* [EXERCISE INSTRUCTIONS]: Rewrite the entries from the line containing "of the pair" through the line containing "x=124, y=91", replacing "glove" with "mitten" and leaving everything else unchanged. Output only those lines.

--- start of SUPPLIED MATERIAL ---

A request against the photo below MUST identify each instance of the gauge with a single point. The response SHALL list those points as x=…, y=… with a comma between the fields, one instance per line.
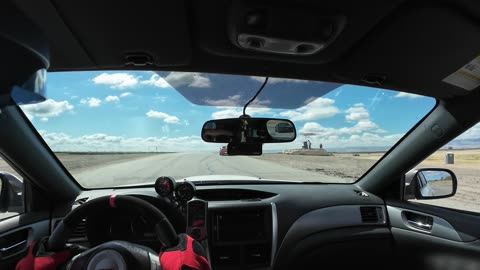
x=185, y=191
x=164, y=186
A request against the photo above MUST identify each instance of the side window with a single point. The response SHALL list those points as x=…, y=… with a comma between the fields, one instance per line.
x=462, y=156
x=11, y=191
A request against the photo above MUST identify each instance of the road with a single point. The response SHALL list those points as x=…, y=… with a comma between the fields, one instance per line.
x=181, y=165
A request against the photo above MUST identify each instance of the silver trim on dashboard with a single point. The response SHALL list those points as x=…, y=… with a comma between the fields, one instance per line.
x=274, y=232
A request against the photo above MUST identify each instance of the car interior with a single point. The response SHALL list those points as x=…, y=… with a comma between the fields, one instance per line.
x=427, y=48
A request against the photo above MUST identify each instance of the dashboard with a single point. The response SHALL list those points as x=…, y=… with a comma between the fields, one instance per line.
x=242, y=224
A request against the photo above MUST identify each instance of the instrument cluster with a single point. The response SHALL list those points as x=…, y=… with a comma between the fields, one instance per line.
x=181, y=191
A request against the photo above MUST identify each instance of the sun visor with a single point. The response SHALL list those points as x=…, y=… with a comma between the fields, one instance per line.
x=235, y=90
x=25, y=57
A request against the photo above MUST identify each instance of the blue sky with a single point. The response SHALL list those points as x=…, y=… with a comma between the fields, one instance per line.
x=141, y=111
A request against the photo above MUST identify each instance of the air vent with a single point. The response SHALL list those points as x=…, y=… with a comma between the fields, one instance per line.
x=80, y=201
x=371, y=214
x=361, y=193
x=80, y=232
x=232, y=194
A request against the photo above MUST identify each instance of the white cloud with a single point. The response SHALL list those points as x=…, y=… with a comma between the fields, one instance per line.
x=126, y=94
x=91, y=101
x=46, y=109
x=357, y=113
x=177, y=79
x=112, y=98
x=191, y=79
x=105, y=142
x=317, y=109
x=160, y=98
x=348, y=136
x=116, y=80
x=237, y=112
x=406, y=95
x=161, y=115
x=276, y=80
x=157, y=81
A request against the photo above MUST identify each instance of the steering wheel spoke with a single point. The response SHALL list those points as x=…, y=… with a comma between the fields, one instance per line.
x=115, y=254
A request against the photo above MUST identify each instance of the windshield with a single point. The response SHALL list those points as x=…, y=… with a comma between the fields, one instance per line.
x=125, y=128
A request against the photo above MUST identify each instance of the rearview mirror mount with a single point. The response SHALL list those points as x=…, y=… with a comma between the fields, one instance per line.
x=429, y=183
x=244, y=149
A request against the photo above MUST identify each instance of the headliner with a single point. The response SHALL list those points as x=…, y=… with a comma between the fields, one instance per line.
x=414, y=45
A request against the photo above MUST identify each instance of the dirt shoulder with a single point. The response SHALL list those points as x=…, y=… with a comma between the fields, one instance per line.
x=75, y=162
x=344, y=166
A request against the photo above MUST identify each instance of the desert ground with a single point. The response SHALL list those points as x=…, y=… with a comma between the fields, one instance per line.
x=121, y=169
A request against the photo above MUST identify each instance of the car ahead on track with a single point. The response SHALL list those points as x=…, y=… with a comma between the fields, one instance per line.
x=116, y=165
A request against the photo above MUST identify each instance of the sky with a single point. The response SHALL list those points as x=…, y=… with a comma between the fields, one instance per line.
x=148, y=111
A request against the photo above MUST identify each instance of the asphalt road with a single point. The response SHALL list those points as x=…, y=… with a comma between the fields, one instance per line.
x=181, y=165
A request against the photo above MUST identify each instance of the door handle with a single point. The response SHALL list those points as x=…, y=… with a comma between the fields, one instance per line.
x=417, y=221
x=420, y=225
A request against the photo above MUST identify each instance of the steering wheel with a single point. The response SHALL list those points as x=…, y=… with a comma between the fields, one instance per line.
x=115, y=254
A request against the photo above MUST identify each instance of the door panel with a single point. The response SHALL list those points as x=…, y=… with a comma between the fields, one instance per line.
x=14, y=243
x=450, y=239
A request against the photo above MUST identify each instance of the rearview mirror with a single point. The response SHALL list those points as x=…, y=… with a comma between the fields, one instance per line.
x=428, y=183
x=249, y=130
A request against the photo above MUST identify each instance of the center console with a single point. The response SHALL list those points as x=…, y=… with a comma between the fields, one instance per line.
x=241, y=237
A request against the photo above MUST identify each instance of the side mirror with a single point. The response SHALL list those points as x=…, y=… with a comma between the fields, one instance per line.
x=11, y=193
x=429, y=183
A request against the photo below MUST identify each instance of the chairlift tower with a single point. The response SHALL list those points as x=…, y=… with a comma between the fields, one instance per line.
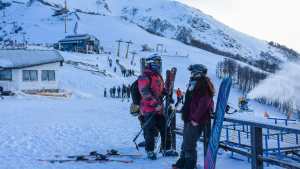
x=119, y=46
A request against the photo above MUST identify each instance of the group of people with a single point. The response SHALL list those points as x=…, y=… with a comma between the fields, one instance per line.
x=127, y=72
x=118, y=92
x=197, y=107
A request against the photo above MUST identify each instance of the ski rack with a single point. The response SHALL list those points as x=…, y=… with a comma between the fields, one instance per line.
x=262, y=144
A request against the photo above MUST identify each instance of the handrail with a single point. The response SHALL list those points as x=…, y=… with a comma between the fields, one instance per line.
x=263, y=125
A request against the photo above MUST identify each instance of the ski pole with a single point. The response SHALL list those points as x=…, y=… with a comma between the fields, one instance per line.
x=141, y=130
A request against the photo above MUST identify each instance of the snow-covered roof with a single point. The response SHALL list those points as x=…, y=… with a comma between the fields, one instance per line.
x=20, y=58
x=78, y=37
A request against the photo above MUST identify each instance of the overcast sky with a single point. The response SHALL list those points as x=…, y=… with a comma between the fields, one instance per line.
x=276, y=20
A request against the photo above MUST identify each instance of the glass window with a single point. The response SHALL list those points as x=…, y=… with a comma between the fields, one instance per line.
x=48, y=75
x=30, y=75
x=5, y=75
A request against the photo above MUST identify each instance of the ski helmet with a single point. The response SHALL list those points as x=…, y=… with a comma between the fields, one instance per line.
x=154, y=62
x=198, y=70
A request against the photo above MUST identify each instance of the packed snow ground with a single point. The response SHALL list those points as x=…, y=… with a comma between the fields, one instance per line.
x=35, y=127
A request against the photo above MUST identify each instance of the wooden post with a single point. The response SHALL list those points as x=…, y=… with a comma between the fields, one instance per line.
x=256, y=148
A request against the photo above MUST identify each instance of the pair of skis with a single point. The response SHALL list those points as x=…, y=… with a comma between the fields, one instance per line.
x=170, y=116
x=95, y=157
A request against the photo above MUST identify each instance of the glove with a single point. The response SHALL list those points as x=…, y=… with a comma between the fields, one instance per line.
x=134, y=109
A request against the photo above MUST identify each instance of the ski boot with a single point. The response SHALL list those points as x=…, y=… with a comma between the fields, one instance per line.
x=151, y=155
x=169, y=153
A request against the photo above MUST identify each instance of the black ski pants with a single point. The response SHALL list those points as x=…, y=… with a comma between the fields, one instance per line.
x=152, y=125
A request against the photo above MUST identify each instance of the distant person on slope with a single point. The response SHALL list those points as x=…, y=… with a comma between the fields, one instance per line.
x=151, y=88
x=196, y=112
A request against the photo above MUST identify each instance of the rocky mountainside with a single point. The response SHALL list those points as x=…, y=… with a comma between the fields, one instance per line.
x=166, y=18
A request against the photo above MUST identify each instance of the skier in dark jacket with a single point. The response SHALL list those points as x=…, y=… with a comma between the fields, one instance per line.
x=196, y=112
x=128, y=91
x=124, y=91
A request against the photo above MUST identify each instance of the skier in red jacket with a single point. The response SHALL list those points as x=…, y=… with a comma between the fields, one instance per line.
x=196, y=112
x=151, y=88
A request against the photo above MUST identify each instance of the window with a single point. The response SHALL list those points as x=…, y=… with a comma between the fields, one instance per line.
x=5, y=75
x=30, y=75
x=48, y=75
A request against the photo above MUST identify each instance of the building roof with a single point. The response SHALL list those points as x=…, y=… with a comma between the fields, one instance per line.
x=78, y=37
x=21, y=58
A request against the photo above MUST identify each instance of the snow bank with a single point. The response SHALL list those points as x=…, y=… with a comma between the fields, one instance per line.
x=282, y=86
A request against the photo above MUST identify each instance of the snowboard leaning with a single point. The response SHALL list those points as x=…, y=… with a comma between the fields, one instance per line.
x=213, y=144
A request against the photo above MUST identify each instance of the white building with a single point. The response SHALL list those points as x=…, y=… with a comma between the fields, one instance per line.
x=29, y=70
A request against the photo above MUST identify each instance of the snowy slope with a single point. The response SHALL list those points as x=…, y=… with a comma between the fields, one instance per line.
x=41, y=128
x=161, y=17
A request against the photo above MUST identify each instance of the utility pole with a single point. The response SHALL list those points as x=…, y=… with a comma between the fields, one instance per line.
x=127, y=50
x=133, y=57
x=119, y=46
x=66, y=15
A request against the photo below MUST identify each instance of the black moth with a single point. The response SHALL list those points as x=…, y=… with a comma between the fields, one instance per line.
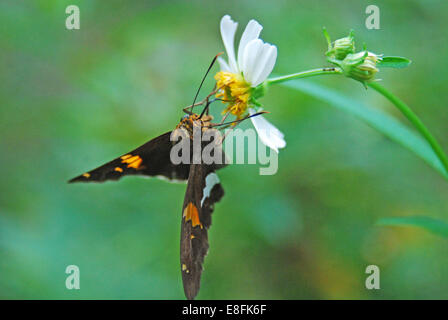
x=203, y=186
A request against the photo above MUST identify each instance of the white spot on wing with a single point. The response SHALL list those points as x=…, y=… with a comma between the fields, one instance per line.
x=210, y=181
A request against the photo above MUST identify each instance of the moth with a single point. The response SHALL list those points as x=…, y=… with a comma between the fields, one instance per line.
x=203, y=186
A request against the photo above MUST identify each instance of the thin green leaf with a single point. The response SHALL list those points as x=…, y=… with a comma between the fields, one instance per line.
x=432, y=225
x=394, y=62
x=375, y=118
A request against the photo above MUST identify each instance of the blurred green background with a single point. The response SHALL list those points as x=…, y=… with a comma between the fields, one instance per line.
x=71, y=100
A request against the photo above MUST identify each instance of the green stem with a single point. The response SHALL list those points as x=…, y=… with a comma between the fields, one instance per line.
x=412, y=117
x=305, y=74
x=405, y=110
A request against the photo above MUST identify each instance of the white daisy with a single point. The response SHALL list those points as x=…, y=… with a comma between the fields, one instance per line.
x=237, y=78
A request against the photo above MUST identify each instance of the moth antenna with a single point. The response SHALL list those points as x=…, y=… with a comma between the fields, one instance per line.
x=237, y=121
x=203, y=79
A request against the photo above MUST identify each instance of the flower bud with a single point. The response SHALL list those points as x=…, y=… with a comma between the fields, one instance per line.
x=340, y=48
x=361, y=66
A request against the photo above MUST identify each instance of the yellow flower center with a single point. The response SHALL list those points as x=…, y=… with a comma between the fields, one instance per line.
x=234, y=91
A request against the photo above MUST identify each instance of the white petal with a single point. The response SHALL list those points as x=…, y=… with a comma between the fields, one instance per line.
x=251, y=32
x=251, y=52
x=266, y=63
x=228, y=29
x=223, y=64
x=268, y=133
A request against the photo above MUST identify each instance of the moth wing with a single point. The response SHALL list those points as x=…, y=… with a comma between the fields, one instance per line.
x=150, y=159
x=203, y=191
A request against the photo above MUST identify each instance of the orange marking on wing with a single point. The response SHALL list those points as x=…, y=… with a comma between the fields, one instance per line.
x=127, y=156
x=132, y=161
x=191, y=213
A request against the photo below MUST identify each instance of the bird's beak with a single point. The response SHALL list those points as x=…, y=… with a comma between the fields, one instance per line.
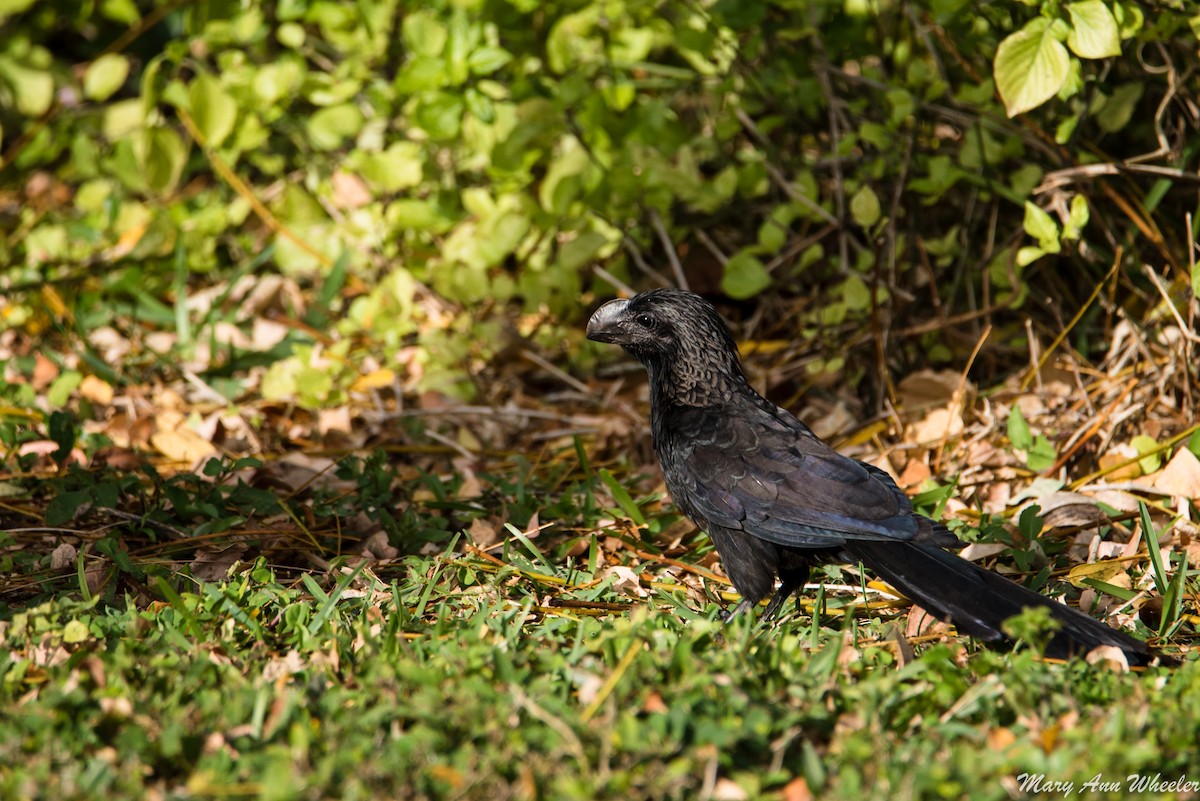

--- end of SUPPLIED MATERIAL ---

* [FULL RESPONSE]:
A request against the photo above MUST identify each instance of the pair of skis with a single point. The response SHALL list those points as x=…, y=… with a comma between the fields, one instance per line.
x=170, y=116
x=95, y=157
A request against the photo above MUST identify each instance of the mitten with a single point. The response SHALL list those points as x=…, y=… with a comma between the fields, one instance per line.
x=134, y=109
A request against the photo above MUST identify each instance of the ski boot with a single point. The response SHALL list those points as x=…, y=… with a comma between the fields, one instance per line.
x=151, y=155
x=169, y=153
A request against the photo above MUST identify each instance of the black ski pants with a single point. The response SHALL list those points as x=…, y=… with a comma between the fields, one instance per line.
x=152, y=125
A request against the photo above MUST identify each instance of the distant person on slope with a single point. The response SHALL list those points as x=…, y=… with a comma between the fields, one instance per line.
x=151, y=88
x=196, y=112
A request against the photo above MUST identify each instance of the rocky mountainside with a single point. The response SHALL list those points as x=…, y=… with a comma between the fields, one instance per line.
x=166, y=18
A request against the photo above MUST identify each instance of the skier in dark jacket with a single point. The response SHALL list those points as x=…, y=… with a comma between the fields, one instance per line.
x=196, y=112
x=128, y=91
x=124, y=91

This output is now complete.